▶ [PAGE EXCERPT]:

Click the cover to find this book on Amazon.

The title of Artemis Cooper’s biography of Elizabeth Jane Howard (John Murray, 2016) certainly gives a clue to what lay behind Howard’s life. Jane (as she was known) developed childhood insecurities that appear to have stemmed from her need for ‘frequent applause and reassurance’ as well as a fear of being abandoned. Her lack of confidence, combined with giving the appearance by the age of eighteen of being ‘very childish and ignorant’ and her belief that ‘if you loved somebody you must want to please them’, may have laid the foundation of the complex life that Artemis Cooper describes.

This biography gives a very good sense of a life that ‘just happens’. Although Jane was a good organiser, excellent cook, and increasingly productive writer as well as being talented in many other ways, it is easy to have the impression that decisions were made impulsively with no concept of ‘cause and effect’. She had a large number of friends and must have been brilliant company and good fun. Her life was a mishmash and included work, holidays abroad (in groups or with individuals), a social whirl and never-ending hospitality in her own house. She kept up with a huge circle of friends, relations and acquaintances, amongst whom there were some with good reason to drop her because of her desperate need for love, sex and reassurance which led to innumerable affairs.

Cooper makes it clear that much of the time Jane was unhappy, often striving for an unobtainable ideal that led her into situations which optimistically might achieve her heart’s desire (whatever that might be) but more often ended in emotional, complex and disappointing confusion.

Click the cover to find this book on Amazon.

This first-rate anthology Marriage was compiled by Jane in the late 1990s. In Cooper’s words, Jane ‘appreciated the irony — after all, she had never been very successful at marriage herself’. As Martin Amis, Jane’s stepson, said, ‘In fact I’ve always thought that was one of the mysteries about Jane: the penetrating sanity on the page, but when she’s off the page, she’s actually not that clever with people.’

What I like about this biography is that it is so balanced. The story of Elizabeth Jane Howard’s life is told in a straight chronological line (unlike some biographies) and focuses on so many different dimensions. A particularly interesting aspect is the variety of jobs that Jane took on. She needed to earn her living after her marriage to Peter Scott failed. She was writing her first novel and at the same time (through a friend and lover) working for the Inland Waterways Association as well as doing some modelling. Later work included ad hoc typing and editing, reading manuscripts for Chatto & Windus, reviewing and writing for magazines, and being artistic director of the Cheltenham Arts Festival. I was brought up near Cheltenham and as a young teenager I remember the delight with which one of my mother’s friends who was closely involved in the festival announced that Elizabeth Jane Howard had agreed to participate. This friend later described how wonderful it was to see Jane Howard and Kingsley Amis ‘falling in love’ when they were together at Cheltenham.

▶ [RAW DATA]:

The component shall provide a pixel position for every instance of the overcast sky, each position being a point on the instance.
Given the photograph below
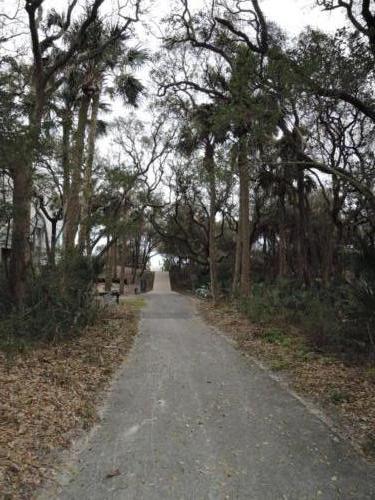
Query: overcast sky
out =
(291, 15)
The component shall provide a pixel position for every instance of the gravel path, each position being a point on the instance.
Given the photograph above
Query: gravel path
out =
(191, 418)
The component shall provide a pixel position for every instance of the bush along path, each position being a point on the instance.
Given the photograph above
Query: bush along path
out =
(346, 390)
(190, 417)
(49, 392)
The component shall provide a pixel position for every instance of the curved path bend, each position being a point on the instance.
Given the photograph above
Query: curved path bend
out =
(190, 418)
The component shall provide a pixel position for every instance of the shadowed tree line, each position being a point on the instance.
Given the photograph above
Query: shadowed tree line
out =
(273, 188)
(268, 197)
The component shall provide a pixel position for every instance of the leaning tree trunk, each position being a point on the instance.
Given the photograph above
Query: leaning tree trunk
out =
(85, 226)
(210, 169)
(72, 213)
(237, 261)
(22, 175)
(243, 168)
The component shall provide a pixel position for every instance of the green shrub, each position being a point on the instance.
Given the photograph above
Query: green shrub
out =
(59, 302)
(338, 318)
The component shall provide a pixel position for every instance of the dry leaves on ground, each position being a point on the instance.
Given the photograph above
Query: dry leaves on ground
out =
(50, 392)
(346, 392)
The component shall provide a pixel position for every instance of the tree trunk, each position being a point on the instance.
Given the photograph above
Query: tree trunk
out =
(237, 261)
(22, 175)
(243, 168)
(72, 213)
(302, 233)
(283, 263)
(65, 160)
(122, 267)
(20, 253)
(85, 226)
(210, 169)
(108, 268)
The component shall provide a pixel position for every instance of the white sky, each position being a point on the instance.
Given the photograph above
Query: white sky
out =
(291, 15)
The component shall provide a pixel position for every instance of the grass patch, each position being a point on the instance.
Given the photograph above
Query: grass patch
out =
(49, 391)
(274, 335)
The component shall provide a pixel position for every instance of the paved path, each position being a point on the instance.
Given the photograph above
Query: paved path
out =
(190, 418)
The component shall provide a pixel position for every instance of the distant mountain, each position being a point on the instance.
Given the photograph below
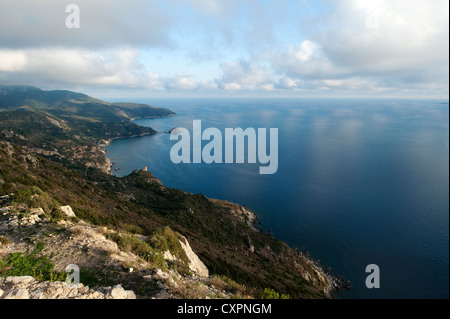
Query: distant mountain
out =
(67, 126)
(68, 105)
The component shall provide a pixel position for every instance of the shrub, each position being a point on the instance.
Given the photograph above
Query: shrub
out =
(41, 268)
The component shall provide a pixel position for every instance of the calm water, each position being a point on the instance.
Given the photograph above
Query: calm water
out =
(359, 182)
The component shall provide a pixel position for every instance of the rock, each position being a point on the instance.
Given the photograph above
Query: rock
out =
(68, 211)
(37, 211)
(168, 256)
(130, 294)
(195, 264)
(18, 293)
(159, 274)
(118, 292)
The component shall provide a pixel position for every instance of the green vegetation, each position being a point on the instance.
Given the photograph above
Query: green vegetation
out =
(4, 241)
(35, 265)
(34, 197)
(269, 293)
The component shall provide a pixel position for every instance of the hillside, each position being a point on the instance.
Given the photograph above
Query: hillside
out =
(53, 164)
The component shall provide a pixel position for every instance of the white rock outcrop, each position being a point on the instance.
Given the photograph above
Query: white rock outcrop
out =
(195, 264)
(27, 287)
(68, 211)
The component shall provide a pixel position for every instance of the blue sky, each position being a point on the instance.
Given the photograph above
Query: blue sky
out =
(302, 48)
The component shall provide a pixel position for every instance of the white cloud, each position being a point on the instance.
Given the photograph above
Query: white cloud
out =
(12, 61)
(117, 68)
(182, 82)
(242, 75)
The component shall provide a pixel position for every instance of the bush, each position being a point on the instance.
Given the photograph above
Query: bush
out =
(41, 268)
(4, 241)
(269, 293)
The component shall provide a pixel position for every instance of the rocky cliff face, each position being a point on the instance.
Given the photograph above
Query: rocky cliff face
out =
(26, 287)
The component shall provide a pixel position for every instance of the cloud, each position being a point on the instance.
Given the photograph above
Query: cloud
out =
(242, 75)
(115, 68)
(386, 37)
(103, 24)
(182, 82)
(351, 46)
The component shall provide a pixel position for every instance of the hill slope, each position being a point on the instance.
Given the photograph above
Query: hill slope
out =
(64, 164)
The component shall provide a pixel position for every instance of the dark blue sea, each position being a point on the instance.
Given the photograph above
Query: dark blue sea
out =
(359, 181)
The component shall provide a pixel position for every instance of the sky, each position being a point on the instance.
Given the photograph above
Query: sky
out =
(228, 48)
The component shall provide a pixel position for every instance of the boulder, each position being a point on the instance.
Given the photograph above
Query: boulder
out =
(195, 264)
(118, 292)
(18, 293)
(68, 211)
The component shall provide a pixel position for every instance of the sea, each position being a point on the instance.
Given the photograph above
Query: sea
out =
(359, 182)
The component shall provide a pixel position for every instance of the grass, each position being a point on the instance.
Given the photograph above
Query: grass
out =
(39, 267)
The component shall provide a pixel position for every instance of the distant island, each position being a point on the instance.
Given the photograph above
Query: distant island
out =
(56, 187)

▶ [COMPLETE THE FOLLOWING]:
**A)** Summarize the review of the Elizabeth Jane Howard biography in two sentences.
**B)** According to the review of the Elizabeth Jane Howard biography, for which publisher did Jane read manuscripts?
**C)** Please print the part of the review of the Elizabeth Jane Howard biography that opens with the words containing "This biography gives" and closes with "to innumerable affairs.".

▶ [PROBLEM SOLUTIONS]:
**A)** Artemis Cooper's biography of Elizabeth Jane Howard traces how childhood insecurities, a fear of abandonment and a need for reassurance shaped a busy, often unhappy life of many friends, affairs and impulsive decisions. The review praises the book as balanced and chronological, noting the variety of jobs Howard took on after her marriage to Peter Scott failed.

**B)** Chatto & Windus.

**C)**
This biography gives a very good sense of a life that ‘just happens’. Although Jane was a good organiser, excellent cook, and increasingly productive writer as well as being talented in many other ways, it is easy to have the impression that decisions were made impulsively with no concept of ‘cause and effect’. She had a large number of friends and must have been brilliant company and good fun. Her life was a mishmash and included work, holidays abroad (in groups or with individuals), a social whirl and never-ending hospitality in her own house. She kept up with a huge circle of friends, relations and acquaintances, amongst whom there were some with good reason to drop her because of her desperate need for love, sex and reassurance which led to innumerable affairs.